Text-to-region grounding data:
□ □ □ □ □ □ □

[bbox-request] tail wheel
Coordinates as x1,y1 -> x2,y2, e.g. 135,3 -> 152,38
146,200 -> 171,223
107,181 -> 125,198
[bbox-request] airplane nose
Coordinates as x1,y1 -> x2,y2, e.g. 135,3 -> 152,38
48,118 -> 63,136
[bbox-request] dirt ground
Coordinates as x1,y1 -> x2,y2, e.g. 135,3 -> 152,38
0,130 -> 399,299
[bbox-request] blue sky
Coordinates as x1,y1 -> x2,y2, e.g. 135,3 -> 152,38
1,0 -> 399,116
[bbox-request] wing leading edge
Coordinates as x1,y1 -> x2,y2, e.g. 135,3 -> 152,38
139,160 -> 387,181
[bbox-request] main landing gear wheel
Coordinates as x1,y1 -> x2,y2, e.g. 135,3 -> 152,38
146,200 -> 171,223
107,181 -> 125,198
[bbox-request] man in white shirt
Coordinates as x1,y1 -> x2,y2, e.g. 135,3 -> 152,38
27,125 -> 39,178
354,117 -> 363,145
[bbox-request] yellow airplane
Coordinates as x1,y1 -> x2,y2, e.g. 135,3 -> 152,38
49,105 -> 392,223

□ □ □ □ □ □ □

What you will do: Across the data, find each line that has "request" in it and copy that line.

Expected output:
[bbox-request] tail wheel
[bbox-request] airplane nose
[bbox-request] dirt ground
[bbox-request] blue sky
[bbox-request] wing leading edge
[bbox-request] main landing gear wheel
[bbox-request] man in white shirt
[bbox-request] yellow airplane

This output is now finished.